Expects to begin search for lead managers within 3 months
Egypt has a financing gap of about $10 billion for 2017-18

Egypt plans to return to the international debt markets in January to raise as much as $4 billion to fund the budget deficit, a Finance Ministry official said.

The ministry may approach investment banks to select advisers for the possible sale within three months, the official told Bloomberg on condition of anonymity because the plans have yet to be finalized. The amount and the timing would depend on market conditions, the official said.

Egyptian Finance Minister Amr El-Garhy said this month in comments published by the state news agency that Egypt was looking to raise between $2 billion and $4 billion in the first quarter of 2018. With local borrowing costs above 15 percent, the government plans to tap global debt markets again to capitalize on growing investor confidence after it floated its currency and cut costly energy subsidies. The steps helped seal a three-year $12 billion loan program from the International Monetary Fund in November.

The North-African country raised $7 billion from the sale of Eurobonds in the fiscal year that ended in June, including $4 billion in January consisting of five-, 10- and 30-year bonds with yields of 6.125 percent, 7.5 percent and 8.5 percent, respectively.

The government faces a financing gap of about $10 billion for the current fiscal year, the official said. Much of that is expected to be plugged by loans agreed with multilateral lenders including the IMF, which is due to disburse the second $4 billion installment of its facility. The nation is also expecting to receive the last $1 billion installment of a three-year World Bank loan and the last $500 million from the African Development Bank.

Egypt had a budget deficit of about 11 percent of economic output as of the end of June. The country is rated B3 at Moody’s Investors Service, six levels below investment grade.

> Excerpted records:

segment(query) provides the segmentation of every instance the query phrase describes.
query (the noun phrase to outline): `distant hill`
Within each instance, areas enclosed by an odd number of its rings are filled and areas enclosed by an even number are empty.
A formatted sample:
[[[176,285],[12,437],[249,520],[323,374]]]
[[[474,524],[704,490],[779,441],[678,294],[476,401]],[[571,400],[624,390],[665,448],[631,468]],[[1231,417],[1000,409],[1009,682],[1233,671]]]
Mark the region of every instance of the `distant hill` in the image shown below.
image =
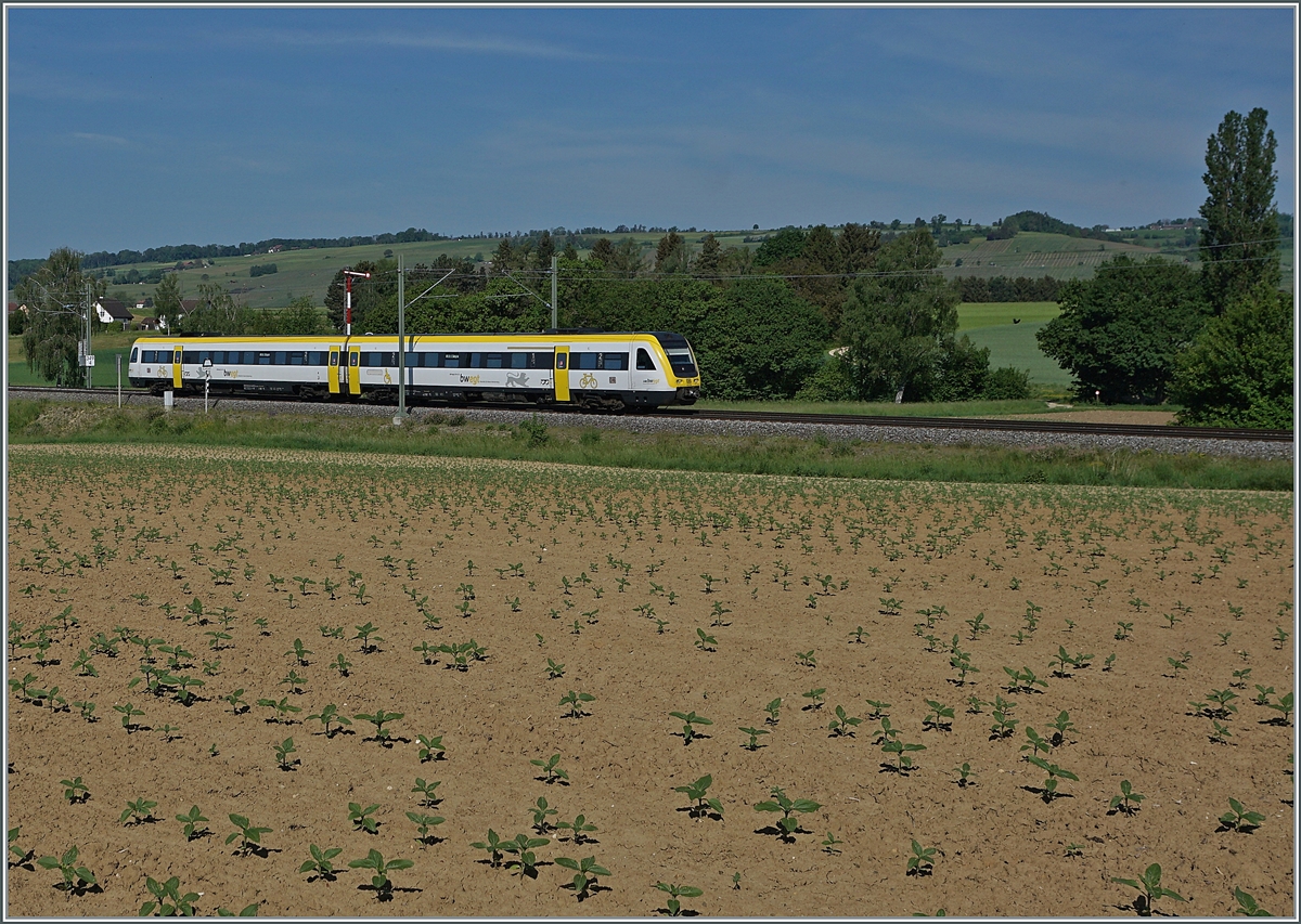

> Problems to work on:
a. In the article on Egypt's borrowing plans, what rating does Moody's Investors Service give the country?
b. Transcribe the passage of the article on Egypt's borrowing plans starting at "Egyptian Finance Minister" and ending at "8.5 percent, respectively.".

> Solved problems:
a. B3, six levels below investment grade.

b.
Egyptian Finance Minister Amr El-Garhy said this month in comments published by the state news agency that Egypt was looking to raise between $2 billion and $4 billion in the first quarter of 2018. With local borrowing costs above 15 percent, the government plans to tap global debt markets again to capitalize on growing investor confidence after it floated its currency and cut costly energy subsidies. The steps helped seal a three-year $12 billion loan program from the International Monetary Fund in November.

The North-African country raised $7 billion from the sale of Eurobonds in the fiscal year that ended in June, including $4 billion in January consisting of five-, 10- and 30-year bonds with yields of 6.125 percent, 7.5 percent and 8.5 percent, respectively.